*** RECORDS TO USE ***

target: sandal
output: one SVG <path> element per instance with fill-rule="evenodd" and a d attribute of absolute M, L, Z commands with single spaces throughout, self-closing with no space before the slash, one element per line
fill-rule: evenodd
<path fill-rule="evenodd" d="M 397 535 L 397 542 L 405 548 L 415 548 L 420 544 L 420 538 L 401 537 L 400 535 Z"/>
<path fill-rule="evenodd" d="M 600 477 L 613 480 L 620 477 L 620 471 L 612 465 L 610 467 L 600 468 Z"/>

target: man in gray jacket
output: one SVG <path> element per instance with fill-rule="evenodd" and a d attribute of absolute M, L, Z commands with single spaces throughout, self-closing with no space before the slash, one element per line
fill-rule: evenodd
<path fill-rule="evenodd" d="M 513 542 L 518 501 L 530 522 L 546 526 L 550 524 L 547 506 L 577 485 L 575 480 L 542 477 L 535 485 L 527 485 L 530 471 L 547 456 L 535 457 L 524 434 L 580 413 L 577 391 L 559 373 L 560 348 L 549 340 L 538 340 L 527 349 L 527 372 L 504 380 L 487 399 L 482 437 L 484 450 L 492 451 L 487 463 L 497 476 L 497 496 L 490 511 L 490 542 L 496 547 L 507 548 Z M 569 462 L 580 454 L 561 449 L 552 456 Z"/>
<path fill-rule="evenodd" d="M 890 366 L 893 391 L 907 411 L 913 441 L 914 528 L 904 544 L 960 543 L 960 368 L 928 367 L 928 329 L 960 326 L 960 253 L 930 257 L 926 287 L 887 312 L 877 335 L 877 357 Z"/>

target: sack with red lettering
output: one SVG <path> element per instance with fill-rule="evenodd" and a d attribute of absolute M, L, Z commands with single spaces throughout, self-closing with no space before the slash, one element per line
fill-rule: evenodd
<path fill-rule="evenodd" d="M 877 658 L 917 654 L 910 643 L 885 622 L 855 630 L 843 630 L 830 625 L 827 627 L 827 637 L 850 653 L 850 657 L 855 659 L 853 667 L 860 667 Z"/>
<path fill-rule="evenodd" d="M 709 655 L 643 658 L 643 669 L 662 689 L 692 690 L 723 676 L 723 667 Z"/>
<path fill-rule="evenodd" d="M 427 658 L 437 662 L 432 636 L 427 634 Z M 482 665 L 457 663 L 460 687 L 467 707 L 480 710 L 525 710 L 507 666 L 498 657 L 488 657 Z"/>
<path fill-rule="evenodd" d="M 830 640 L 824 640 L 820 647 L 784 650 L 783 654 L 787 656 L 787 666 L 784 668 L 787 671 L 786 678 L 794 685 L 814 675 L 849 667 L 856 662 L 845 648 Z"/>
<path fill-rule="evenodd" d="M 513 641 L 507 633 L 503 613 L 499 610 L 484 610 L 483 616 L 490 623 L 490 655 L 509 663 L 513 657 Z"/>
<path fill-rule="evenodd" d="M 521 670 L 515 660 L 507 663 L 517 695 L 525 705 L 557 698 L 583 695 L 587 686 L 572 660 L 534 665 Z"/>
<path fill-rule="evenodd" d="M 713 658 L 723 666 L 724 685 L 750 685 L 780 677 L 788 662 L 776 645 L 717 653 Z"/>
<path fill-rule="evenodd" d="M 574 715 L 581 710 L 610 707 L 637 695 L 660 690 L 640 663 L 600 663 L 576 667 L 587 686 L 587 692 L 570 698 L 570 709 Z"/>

*** End of RECORDS TO USE ***

The records shown above should be given again word for word.

target: sandal
output: one SVG <path> element per instance with fill-rule="evenodd" and a d attribute of absolute M, L, Z commands with single spaces throughout, self-closing with no space before the slash, one element per line
fill-rule: evenodd
<path fill-rule="evenodd" d="M 397 535 L 397 542 L 405 548 L 415 548 L 420 544 L 420 538 L 401 537 L 400 535 Z"/>
<path fill-rule="evenodd" d="M 600 477 L 613 480 L 620 477 L 620 471 L 612 465 L 610 467 L 600 468 Z"/>

target: man in gray jacket
output: one SVG <path> element per instance with fill-rule="evenodd" and a d attribute of absolute M, L, Z commands with single spaces throughout, self-closing with no space before the slash, one element per line
fill-rule: evenodd
<path fill-rule="evenodd" d="M 513 542 L 518 501 L 530 522 L 546 526 L 550 524 L 547 506 L 577 485 L 575 480 L 542 477 L 535 485 L 527 485 L 530 471 L 547 456 L 535 457 L 524 434 L 580 413 L 577 391 L 559 373 L 560 348 L 549 340 L 538 340 L 527 349 L 527 372 L 504 380 L 487 399 L 482 437 L 484 450 L 492 451 L 487 463 L 497 476 L 497 496 L 490 511 L 490 542 L 496 547 L 507 548 Z M 569 462 L 580 454 L 561 449 L 552 456 Z"/>
<path fill-rule="evenodd" d="M 890 366 L 893 391 L 907 411 L 913 441 L 914 528 L 904 544 L 960 543 L 960 368 L 928 367 L 928 329 L 960 326 L 960 253 L 930 257 L 926 287 L 887 312 L 877 335 L 877 357 Z"/>

target: sack with red lettering
output: one SVG <path> element per instance with fill-rule="evenodd" and a d attribute of absolute M, L, Z commands with single spaces throughout, self-closing with no space before the slash, one element per line
fill-rule: evenodd
<path fill-rule="evenodd" d="M 877 658 L 917 654 L 910 643 L 885 622 L 855 630 L 843 630 L 830 625 L 827 627 L 827 637 L 850 653 L 850 657 L 855 659 L 853 667 L 860 667 Z"/>
<path fill-rule="evenodd" d="M 709 655 L 643 658 L 643 669 L 662 689 L 692 690 L 723 676 L 723 667 Z"/>
<path fill-rule="evenodd" d="M 427 658 L 437 662 L 432 636 L 427 634 Z M 482 665 L 457 663 L 460 687 L 467 707 L 480 710 L 525 710 L 507 666 L 498 657 L 488 657 Z"/>
<path fill-rule="evenodd" d="M 830 640 L 824 640 L 820 647 L 784 650 L 783 654 L 787 656 L 787 666 L 784 668 L 787 671 L 786 678 L 794 685 L 814 675 L 849 667 L 856 662 L 845 648 Z"/>
<path fill-rule="evenodd" d="M 513 641 L 507 633 L 503 613 L 499 610 L 484 610 L 483 616 L 490 623 L 490 655 L 509 663 L 513 657 Z"/>
<path fill-rule="evenodd" d="M 521 670 L 515 660 L 507 663 L 517 695 L 525 705 L 557 698 L 583 695 L 587 686 L 572 660 L 534 665 Z"/>
<path fill-rule="evenodd" d="M 713 658 L 723 666 L 724 685 L 750 685 L 780 677 L 788 662 L 776 645 L 717 653 Z"/>
<path fill-rule="evenodd" d="M 574 715 L 581 710 L 610 707 L 637 695 L 660 690 L 640 663 L 600 663 L 576 667 L 587 686 L 587 692 L 570 698 L 570 709 Z"/>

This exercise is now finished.